═══ Document excerpt ═══

Theater review by Adam Feldman 

Bruce Norris’s Downstate is hard to write about for the same reason it needs to be seen: It gives voice to the unspeakable. The play is set at a shabby group residence in southern Illinois for sex offenders who have been released from prison. All four of the men who live there were convicted of abusing minors, and although the particulars are different, their guilt is not in question. The question is: What happens now? Having done their time, they’re stuck in the period at the end of their sentences, or in a series of periods—an ellipsis that trails off to nowhere. Can any amount of punishment, in the eyes of the culture, be equal to their crimes? Is it possible to see them as anything but monsters?

These are questions that seldom get a hearing in public discourse, where there is little reward for getting near them. The motives for this aversion are diverse. Often it is rooted in empathy: Any concern about the lives of abusers may appear to devalue the suffering of their victims. Sometimes it is more cynical, as in recent political messaging about the dangers of LGBT “groomers.” In this context, it is difficult to even talk about what Downstate is doing without adding fuel to the pyre. (Senator Ted Cruz cited a positive review of the play in the Washington Post as proof that “the corporate media is praising pedophilia.”) That is why Norris’s play seems so necessary. It uses the tools of theater—imagination, nuance, empathy, irony—to make space for a conversation that seems hardly possible anywhere else.

Pam McKinnon’s needle-sharp, beautifully acted production premiered at Chicago’s Steppenwolf in 2018 and is now at Playwrights Horizons, with the same four actors playing the offenders, who vary in history and temperament. Francis Guinan is the soul of gentleness as the elderly, wheelchair-bound Fred, who molested at least two of his young piano students; K. Todd Freeman is Dee, a headstrong gay dancer who shows no remorse for what he views as a star-crossed romance with a teenage castmate. Eddie Torres is the desperate Felix, who can’t stay away from the victim he is barred from contacting, and Glenn Davis is the ambitious Gio, who holds the others in contempt. (His crime, he insists, was only statutory: “Any heterosexual man alive tells you he’s not attracted to adolescent girls? That man’s not being truthful, alright?”)

═══ Provided records ═══

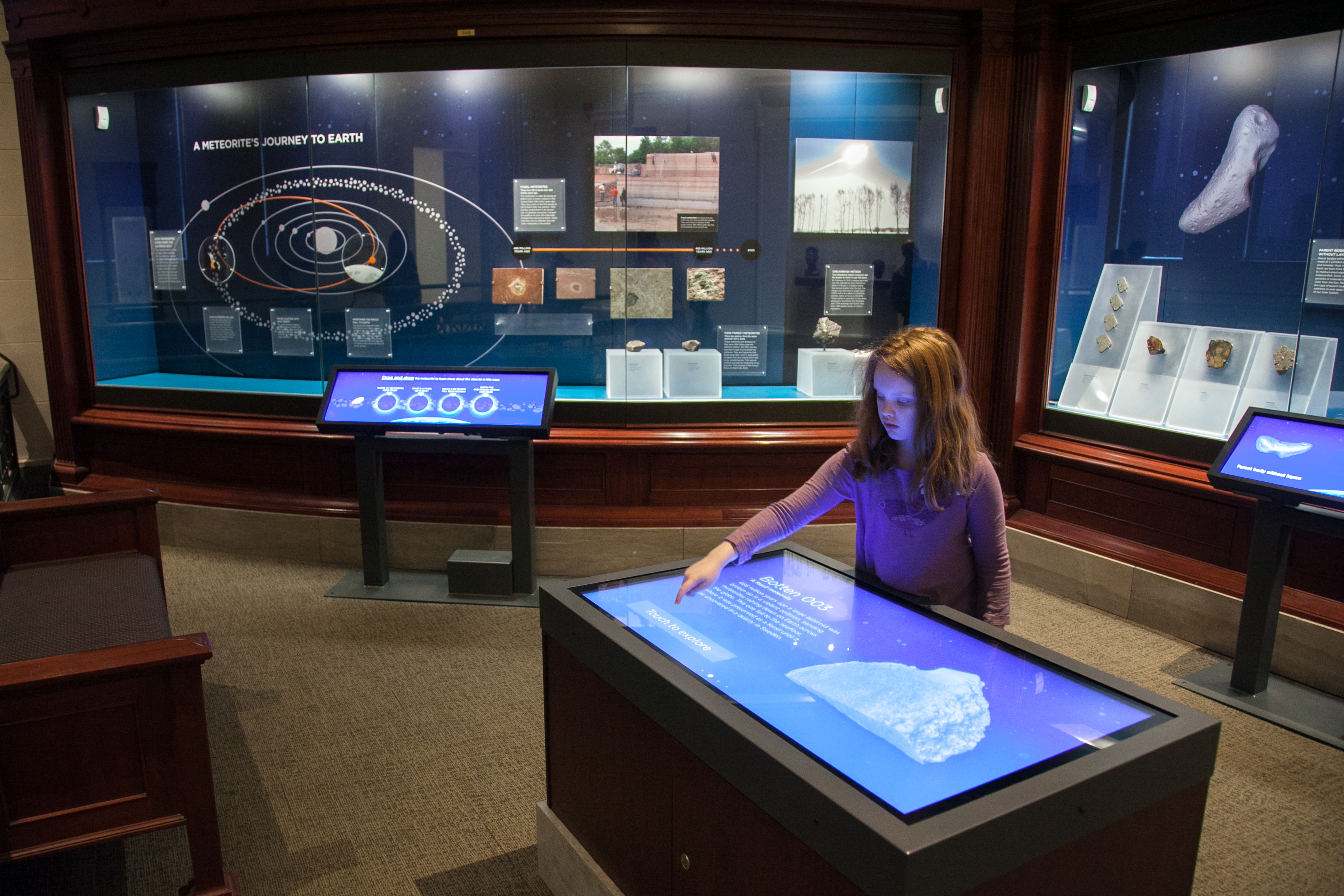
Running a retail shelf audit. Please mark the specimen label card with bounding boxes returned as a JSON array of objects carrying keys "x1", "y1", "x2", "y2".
[
  {"x1": 1305, "y1": 239, "x2": 1344, "y2": 305},
  {"x1": 270, "y1": 308, "x2": 313, "y2": 357},
  {"x1": 718, "y1": 326, "x2": 769, "y2": 376},
  {"x1": 149, "y1": 230, "x2": 187, "y2": 289},
  {"x1": 346, "y1": 308, "x2": 392, "y2": 357},
  {"x1": 200, "y1": 305, "x2": 243, "y2": 355},
  {"x1": 825, "y1": 265, "x2": 872, "y2": 317},
  {"x1": 513, "y1": 177, "x2": 564, "y2": 234}
]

═══

| Exercises to complete |
1 - Copy out the passage of the Downstate review from "These are questions" up to and including "possible anywhere else.".
2 - Using the Downstate review, answer the following:
(a) Where is the group residence in the play located?
(b) In which theater and in what year did the production premiere?
(c) Which actor plays Fred?

| Solution set |
1 -
These are questions that seldom get a hearing in public discourse, where there is little reward for getting near them. The motives for this aversion are diverse. Often it is rooted in empathy: Any concern about the lives of abusers may appear to devalue the suffering of their victims. Sometimes it is more cynical, as in recent political messaging about the dangers of LGBT “groomers.” In this context, it is difficult to even talk about what Downstate is doing without adding fuel to the pyre. (Senator Ted Cruz cited a positive review of the play in the Washington Post as proof that “the corporate media is praising pedophilia.”) That is why Norris’s play seems so necessary. It uses the tools of theater—imagination, nuance, empathy, irony—to make space for a conversation that seems hardly possible anywhere else.

2 -
(a) Southern Illinois
(b) Chicago's Steppenwolf, in 2018
(c) Francis Guinan